### WHAT IS NEEDED
When you reach the line holding "Might I trouble you for the coordinates of the grey", please begin to restate the lines word for word and continue through the last one in the material, excluding pictures.

### RECORDED INFORMATION

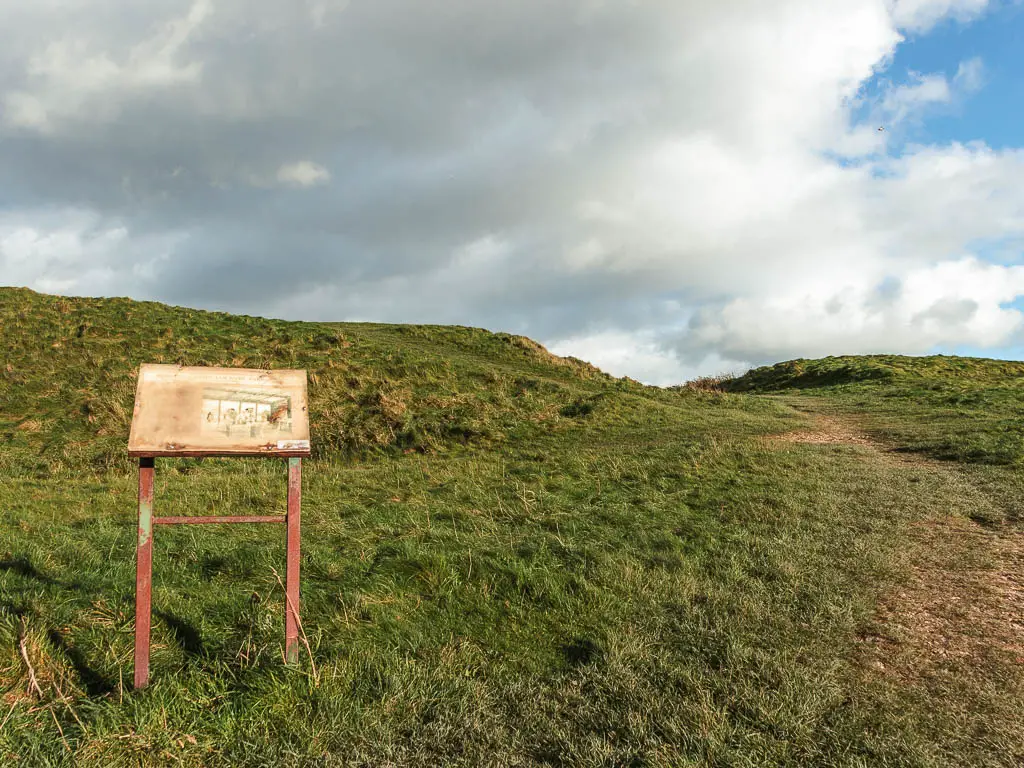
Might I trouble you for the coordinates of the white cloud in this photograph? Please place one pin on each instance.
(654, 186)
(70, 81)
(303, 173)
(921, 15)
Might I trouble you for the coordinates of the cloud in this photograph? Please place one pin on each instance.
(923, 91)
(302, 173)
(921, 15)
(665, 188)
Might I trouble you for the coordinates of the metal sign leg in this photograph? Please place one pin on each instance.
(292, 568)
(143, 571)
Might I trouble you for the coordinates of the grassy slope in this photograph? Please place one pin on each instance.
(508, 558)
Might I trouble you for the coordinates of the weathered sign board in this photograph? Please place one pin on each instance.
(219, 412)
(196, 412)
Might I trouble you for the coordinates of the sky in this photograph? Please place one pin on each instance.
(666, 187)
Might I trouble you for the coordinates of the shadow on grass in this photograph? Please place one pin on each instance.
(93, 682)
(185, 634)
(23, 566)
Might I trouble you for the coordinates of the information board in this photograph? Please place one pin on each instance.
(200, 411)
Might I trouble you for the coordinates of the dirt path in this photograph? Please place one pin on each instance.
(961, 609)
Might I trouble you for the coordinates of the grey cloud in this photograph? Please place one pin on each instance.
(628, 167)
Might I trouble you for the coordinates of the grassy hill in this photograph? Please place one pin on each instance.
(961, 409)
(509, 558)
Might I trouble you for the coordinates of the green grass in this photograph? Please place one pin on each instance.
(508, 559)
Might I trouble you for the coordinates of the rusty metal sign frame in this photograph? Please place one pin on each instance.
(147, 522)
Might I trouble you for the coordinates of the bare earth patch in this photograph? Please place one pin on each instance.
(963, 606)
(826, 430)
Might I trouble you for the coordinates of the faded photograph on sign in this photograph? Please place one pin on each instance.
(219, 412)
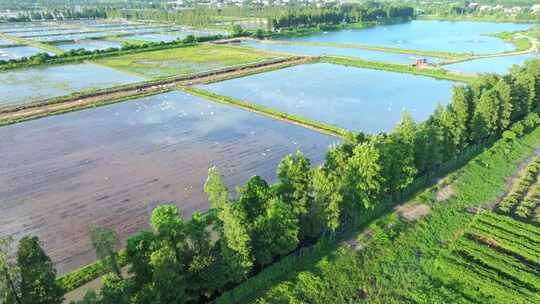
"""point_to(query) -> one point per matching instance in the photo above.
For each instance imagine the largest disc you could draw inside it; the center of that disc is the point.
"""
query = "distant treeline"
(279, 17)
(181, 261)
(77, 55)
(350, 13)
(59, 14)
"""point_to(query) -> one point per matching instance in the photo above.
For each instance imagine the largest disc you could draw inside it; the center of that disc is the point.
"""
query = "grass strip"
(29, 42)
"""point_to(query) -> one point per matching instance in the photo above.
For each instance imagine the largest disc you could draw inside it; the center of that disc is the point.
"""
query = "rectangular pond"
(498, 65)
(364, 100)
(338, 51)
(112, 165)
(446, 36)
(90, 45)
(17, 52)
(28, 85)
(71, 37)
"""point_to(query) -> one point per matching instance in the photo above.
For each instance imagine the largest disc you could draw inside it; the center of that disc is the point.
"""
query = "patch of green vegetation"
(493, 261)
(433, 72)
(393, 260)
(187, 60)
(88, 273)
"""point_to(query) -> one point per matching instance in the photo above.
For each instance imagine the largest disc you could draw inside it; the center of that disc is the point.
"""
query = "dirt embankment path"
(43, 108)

### YOUR RESPONSE
Might I trouble you for the coordinates of the grey cloud in this photograph? Please place one pin on each instance.
(628, 167)
Might I trouble you for the coordinates of the grassy hill in this photograph? Please place one pin on each instance.
(961, 409)
(509, 558)
Might I trouble you for the coordinates of the green grass in this photograph? Please place one pin on each instance.
(508, 559)
Might I trouble you for the coordinates of the rusty metal sign frame in this photograph? Please place one pin on each instance.
(147, 522)
Might I trouble you for the coordinates of the bare earth patch in this photograph? Please place one pin on each instance.
(963, 606)
(826, 430)
Might I trouble you for the coordinates of the faded photograph on sign in this photograph? Please place one pin on each instance.
(219, 412)
"""point_to(query) -> one point per matching instance in the photo above.
For each instance imagine the largest disc you could draw inside it; the center of that disc is the point.
"""
query = "distant treeline"
(279, 17)
(181, 261)
(77, 55)
(350, 13)
(59, 14)
"""point_to(query) -> one point per matching instance in the photo above.
For each instance imagine the largest disc you could draw inside it; the center of that disc is the point.
"""
query = "grass strip"
(29, 42)
"""point_to(query) -> one point per matching instance in the photo above.
For each instance imagine the largest disc you could draw inside it; the center of that disc is the point.
"""
query = "rectangular pond"
(498, 65)
(364, 100)
(338, 51)
(112, 165)
(446, 36)
(90, 45)
(17, 52)
(28, 85)
(71, 37)
"""point_to(query) -> one point per matching instance in the photo above.
For each instance imagine the largest disc you could draw inside it; the center of that disc is the point.
"""
query = "patch of green vegetation"
(493, 261)
(433, 72)
(393, 260)
(187, 60)
(88, 273)
"""point_to(query) -> one point per matching instance in the photo above.
For each instance imagine the largest disc you could draw inside it; the center of that disc is the point.
"""
query = "dirt embankment path"
(43, 108)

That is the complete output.